[Begin SOURCE DATA]

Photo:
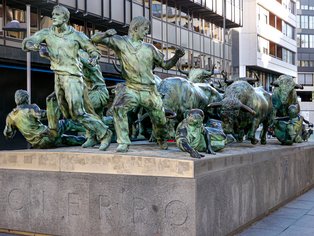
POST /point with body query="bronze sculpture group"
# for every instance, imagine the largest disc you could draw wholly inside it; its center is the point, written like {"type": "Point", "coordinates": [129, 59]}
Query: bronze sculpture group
{"type": "Point", "coordinates": [81, 95]}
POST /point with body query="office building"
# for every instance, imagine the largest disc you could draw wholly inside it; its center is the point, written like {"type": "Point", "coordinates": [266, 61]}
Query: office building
{"type": "Point", "coordinates": [201, 27]}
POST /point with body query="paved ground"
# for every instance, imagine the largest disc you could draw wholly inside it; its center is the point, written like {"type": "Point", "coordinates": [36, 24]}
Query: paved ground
{"type": "Point", "coordinates": [295, 219]}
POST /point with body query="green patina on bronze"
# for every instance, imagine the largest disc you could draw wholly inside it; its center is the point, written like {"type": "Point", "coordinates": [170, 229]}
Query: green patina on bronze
{"type": "Point", "coordinates": [27, 119]}
{"type": "Point", "coordinates": [96, 86]}
{"type": "Point", "coordinates": [63, 43]}
{"type": "Point", "coordinates": [137, 62]}
{"type": "Point", "coordinates": [284, 95]}
{"type": "Point", "coordinates": [243, 109]}
{"type": "Point", "coordinates": [193, 137]}
{"type": "Point", "coordinates": [288, 130]}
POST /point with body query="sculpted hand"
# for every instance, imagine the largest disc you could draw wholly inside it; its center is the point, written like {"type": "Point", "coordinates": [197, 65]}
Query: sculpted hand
{"type": "Point", "coordinates": [99, 36]}
{"type": "Point", "coordinates": [196, 154]}
{"type": "Point", "coordinates": [179, 52]}
{"type": "Point", "coordinates": [93, 60]}
{"type": "Point", "coordinates": [110, 32]}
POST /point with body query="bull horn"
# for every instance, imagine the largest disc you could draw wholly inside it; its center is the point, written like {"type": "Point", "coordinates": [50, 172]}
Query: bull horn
{"type": "Point", "coordinates": [274, 83]}
{"type": "Point", "coordinates": [116, 67]}
{"type": "Point", "coordinates": [256, 75]}
{"type": "Point", "coordinates": [111, 87]}
{"type": "Point", "coordinates": [247, 108]}
{"type": "Point", "coordinates": [170, 114]}
{"type": "Point", "coordinates": [212, 70]}
{"type": "Point", "coordinates": [141, 118]}
{"type": "Point", "coordinates": [183, 72]}
{"type": "Point", "coordinates": [298, 86]}
{"type": "Point", "coordinates": [215, 104]}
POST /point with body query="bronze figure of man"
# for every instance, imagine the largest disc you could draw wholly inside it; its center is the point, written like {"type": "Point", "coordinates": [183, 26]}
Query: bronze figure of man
{"type": "Point", "coordinates": [137, 61]}
{"type": "Point", "coordinates": [63, 43]}
{"type": "Point", "coordinates": [27, 119]}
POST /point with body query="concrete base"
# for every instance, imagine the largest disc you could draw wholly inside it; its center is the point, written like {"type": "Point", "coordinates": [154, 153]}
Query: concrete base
{"type": "Point", "coordinates": [74, 191]}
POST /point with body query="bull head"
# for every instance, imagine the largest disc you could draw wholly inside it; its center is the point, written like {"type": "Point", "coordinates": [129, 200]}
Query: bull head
{"type": "Point", "coordinates": [183, 72]}
{"type": "Point", "coordinates": [242, 106]}
{"type": "Point", "coordinates": [116, 67]}
{"type": "Point", "coordinates": [170, 114]}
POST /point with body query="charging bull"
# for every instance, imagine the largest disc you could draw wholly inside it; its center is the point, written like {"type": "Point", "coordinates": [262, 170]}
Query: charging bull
{"type": "Point", "coordinates": [180, 95]}
{"type": "Point", "coordinates": [243, 109]}
{"type": "Point", "coordinates": [284, 95]}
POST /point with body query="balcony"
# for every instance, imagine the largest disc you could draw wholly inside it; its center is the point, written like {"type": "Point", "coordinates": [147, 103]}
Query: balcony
{"type": "Point", "coordinates": [207, 12]}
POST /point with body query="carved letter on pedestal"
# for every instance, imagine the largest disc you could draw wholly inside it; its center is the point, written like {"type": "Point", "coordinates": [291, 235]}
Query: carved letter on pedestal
{"type": "Point", "coordinates": [176, 213]}
{"type": "Point", "coordinates": [73, 204]}
{"type": "Point", "coordinates": [17, 199]}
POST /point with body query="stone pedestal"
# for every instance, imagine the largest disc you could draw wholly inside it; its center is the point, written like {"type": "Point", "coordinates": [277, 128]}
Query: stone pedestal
{"type": "Point", "coordinates": [75, 191]}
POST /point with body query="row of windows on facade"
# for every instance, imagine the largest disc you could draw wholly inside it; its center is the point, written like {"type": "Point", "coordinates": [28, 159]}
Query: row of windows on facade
{"type": "Point", "coordinates": [305, 63]}
{"type": "Point", "coordinates": [208, 29]}
{"type": "Point", "coordinates": [305, 22]}
{"type": "Point", "coordinates": [305, 40]}
{"type": "Point", "coordinates": [305, 79]}
{"type": "Point", "coordinates": [266, 17]}
{"type": "Point", "coordinates": [305, 4]}
{"type": "Point", "coordinates": [289, 5]}
{"type": "Point", "coordinates": [270, 48]}
{"type": "Point", "coordinates": [192, 58]}
{"type": "Point", "coordinates": [176, 16]}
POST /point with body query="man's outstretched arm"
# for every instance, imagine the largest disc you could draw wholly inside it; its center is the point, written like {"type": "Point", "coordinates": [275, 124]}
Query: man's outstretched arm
{"type": "Point", "coordinates": [168, 64]}
{"type": "Point", "coordinates": [33, 42]}
{"type": "Point", "coordinates": [9, 130]}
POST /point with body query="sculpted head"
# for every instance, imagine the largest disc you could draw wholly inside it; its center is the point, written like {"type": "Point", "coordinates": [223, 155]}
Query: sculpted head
{"type": "Point", "coordinates": [21, 97]}
{"type": "Point", "coordinates": [139, 27]}
{"type": "Point", "coordinates": [195, 117]}
{"type": "Point", "coordinates": [60, 15]}
{"type": "Point", "coordinates": [293, 111]}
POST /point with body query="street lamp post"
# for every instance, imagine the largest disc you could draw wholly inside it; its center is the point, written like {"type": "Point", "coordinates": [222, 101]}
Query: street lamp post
{"type": "Point", "coordinates": [15, 26]}
{"type": "Point", "coordinates": [28, 54]}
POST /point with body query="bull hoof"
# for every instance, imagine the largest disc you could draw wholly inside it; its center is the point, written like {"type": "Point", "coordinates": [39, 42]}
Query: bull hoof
{"type": "Point", "coordinates": [263, 142]}
{"type": "Point", "coordinates": [254, 141]}
{"type": "Point", "coordinates": [122, 147]}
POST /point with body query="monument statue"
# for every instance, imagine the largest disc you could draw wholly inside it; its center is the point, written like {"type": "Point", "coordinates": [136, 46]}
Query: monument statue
{"type": "Point", "coordinates": [27, 119]}
{"type": "Point", "coordinates": [191, 135]}
{"type": "Point", "coordinates": [63, 43]}
{"type": "Point", "coordinates": [290, 129]}
{"type": "Point", "coordinates": [137, 62]}
{"type": "Point", "coordinates": [243, 109]}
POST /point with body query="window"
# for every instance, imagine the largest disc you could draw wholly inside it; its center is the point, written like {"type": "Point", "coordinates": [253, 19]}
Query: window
{"type": "Point", "coordinates": [263, 45]}
{"type": "Point", "coordinates": [263, 15]}
{"type": "Point", "coordinates": [156, 8]}
{"type": "Point", "coordinates": [311, 41]}
{"type": "Point", "coordinates": [311, 22]}
{"type": "Point", "coordinates": [288, 30]}
{"type": "Point", "coordinates": [304, 41]}
{"type": "Point", "coordinates": [304, 22]}
{"type": "Point", "coordinates": [304, 4]}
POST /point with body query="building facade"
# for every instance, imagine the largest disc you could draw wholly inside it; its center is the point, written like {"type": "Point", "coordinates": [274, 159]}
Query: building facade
{"type": "Point", "coordinates": [305, 40]}
{"type": "Point", "coordinates": [268, 40]}
{"type": "Point", "coordinates": [201, 27]}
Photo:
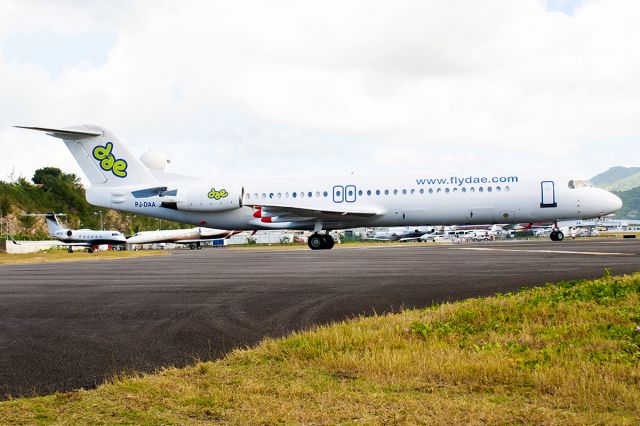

[End SOURCE DATA]

▶ WHAT IS ASKED:
Extract every line of the data above that contains the string "street", matching case exactly.

▶ RESULT OF THIS EXERCISE:
POST /point with body query="street lamp post"
Query: street lamp post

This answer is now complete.